─── DATASET RECORDS

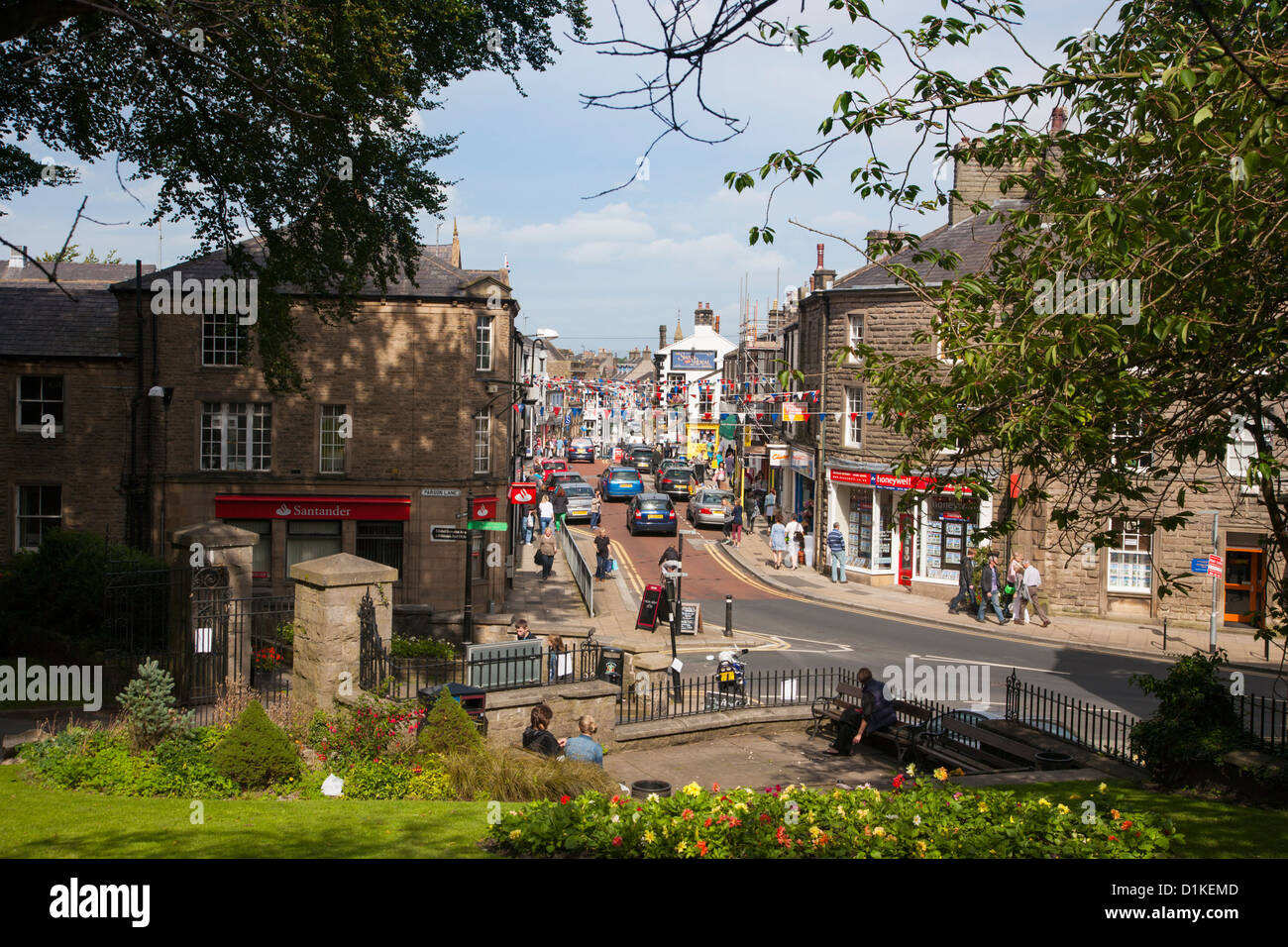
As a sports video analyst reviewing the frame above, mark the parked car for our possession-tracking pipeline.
[599,467,644,500]
[568,437,595,464]
[688,489,733,527]
[653,467,693,500]
[626,445,660,473]
[555,480,595,522]
[626,493,680,536]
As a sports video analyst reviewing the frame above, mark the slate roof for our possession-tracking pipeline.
[0,263,155,359]
[832,200,1025,290]
[112,241,509,299]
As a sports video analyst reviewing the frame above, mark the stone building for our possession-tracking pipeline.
[781,124,1269,624]
[0,229,519,612]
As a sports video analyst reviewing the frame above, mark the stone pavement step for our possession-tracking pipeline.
[715,532,1283,670]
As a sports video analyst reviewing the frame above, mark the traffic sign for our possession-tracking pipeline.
[510,483,537,506]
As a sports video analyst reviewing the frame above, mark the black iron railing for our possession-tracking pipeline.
[617,668,858,724]
[1006,670,1141,766]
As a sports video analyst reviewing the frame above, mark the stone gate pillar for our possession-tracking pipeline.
[291,553,398,710]
[168,519,259,686]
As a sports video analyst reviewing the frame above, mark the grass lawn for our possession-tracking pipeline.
[0,764,488,858]
[1005,780,1288,858]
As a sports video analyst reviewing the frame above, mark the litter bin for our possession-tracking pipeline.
[595,648,626,686]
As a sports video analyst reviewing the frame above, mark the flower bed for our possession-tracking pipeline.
[484,767,1181,858]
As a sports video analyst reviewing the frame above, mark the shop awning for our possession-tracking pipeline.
[215,493,411,520]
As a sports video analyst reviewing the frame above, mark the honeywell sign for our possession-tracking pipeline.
[215,493,411,520]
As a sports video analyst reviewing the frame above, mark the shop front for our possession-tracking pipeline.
[827,468,993,595]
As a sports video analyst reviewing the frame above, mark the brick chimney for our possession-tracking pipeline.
[810,244,836,290]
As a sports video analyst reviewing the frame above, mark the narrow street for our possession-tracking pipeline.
[572,460,1274,716]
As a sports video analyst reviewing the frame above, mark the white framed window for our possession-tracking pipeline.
[474,410,492,473]
[201,312,242,368]
[14,485,63,552]
[474,316,492,371]
[318,404,353,473]
[841,386,863,447]
[846,312,866,362]
[1109,517,1154,592]
[1109,417,1154,473]
[201,401,273,471]
[18,374,63,434]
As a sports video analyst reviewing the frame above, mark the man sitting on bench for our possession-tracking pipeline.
[823,668,896,756]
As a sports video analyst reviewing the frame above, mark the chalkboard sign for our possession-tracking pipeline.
[680,601,702,635]
[635,585,662,631]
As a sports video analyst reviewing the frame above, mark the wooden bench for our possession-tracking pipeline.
[808,684,934,763]
[915,715,1038,773]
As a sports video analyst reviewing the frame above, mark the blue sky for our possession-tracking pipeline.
[0,0,1111,353]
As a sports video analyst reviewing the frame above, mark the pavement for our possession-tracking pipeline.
[712,531,1283,670]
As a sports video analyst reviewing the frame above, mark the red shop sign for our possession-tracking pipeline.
[215,493,411,522]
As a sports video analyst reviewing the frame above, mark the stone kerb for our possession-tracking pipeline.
[168,519,259,684]
[291,553,398,710]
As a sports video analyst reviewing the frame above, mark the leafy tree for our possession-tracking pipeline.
[590,0,1288,637]
[0,0,589,390]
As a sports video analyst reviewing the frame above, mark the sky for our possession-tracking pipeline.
[0,0,1109,353]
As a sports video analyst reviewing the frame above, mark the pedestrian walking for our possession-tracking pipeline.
[769,513,787,570]
[827,523,847,582]
[948,549,975,614]
[975,553,1006,625]
[537,526,559,582]
[551,489,568,530]
[1020,559,1051,627]
[595,527,609,579]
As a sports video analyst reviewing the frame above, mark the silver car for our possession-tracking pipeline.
[688,489,733,527]
[559,481,595,520]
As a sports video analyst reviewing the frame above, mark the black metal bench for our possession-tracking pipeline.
[915,716,1039,773]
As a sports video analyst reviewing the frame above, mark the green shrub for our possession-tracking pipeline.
[416,686,483,754]
[116,660,192,750]
[1130,651,1248,786]
[389,638,456,661]
[211,701,300,789]
[443,746,617,802]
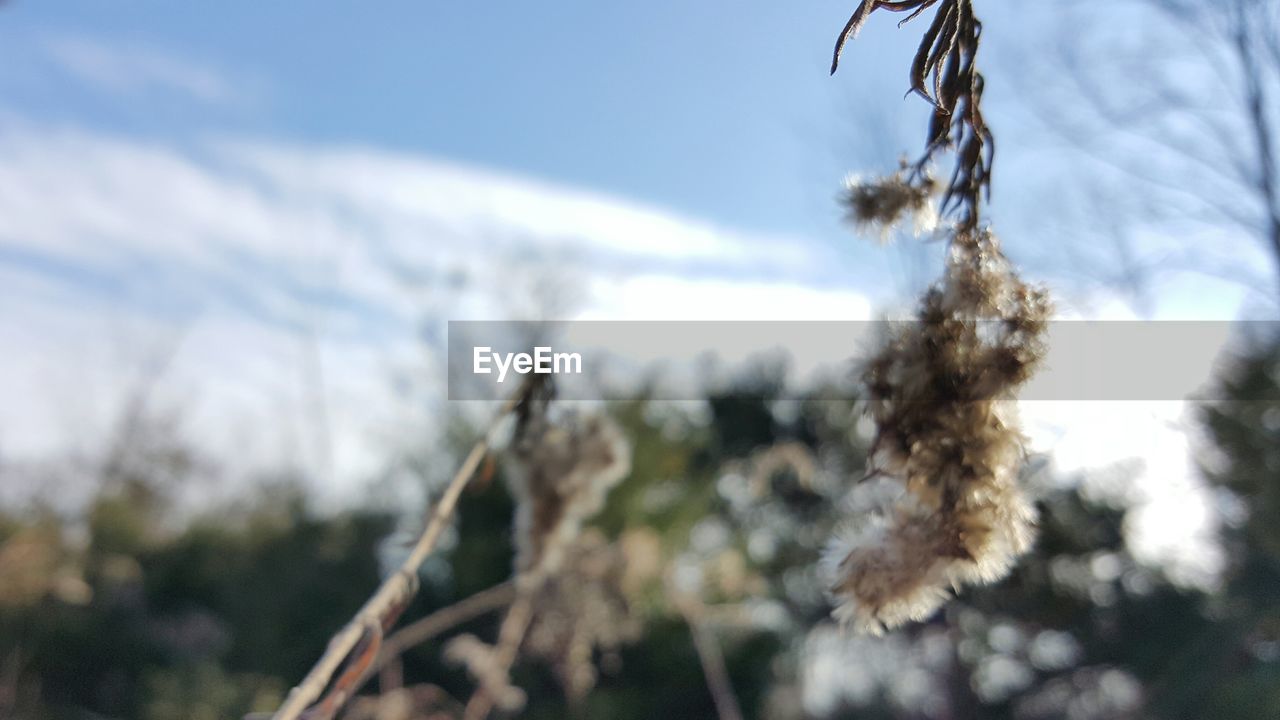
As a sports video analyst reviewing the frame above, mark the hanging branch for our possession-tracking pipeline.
[822,0,1052,634]
[831,0,996,231]
[271,374,547,720]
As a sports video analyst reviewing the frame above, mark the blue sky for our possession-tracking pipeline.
[0,0,1240,576]
[0,0,880,238]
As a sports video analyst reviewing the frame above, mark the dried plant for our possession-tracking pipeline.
[831,0,996,229]
[509,392,631,574]
[524,528,640,701]
[823,0,1052,633]
[824,232,1050,632]
[460,386,631,720]
[841,168,938,242]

──────

TASK REQUIREMENTS:
Please copy out the records above, from their start through the line containing "[626,493,680,536]", and leave the pictures out of your answer.

EXERCISE SOLUTION:
As a sports video analyst reviewing the frame above, mark the parked car for our possession-tracking pipeline.
[599,467,644,500]
[568,437,595,464]
[688,489,733,527]
[653,467,693,500]
[626,445,660,473]
[555,480,595,522]
[626,493,680,536]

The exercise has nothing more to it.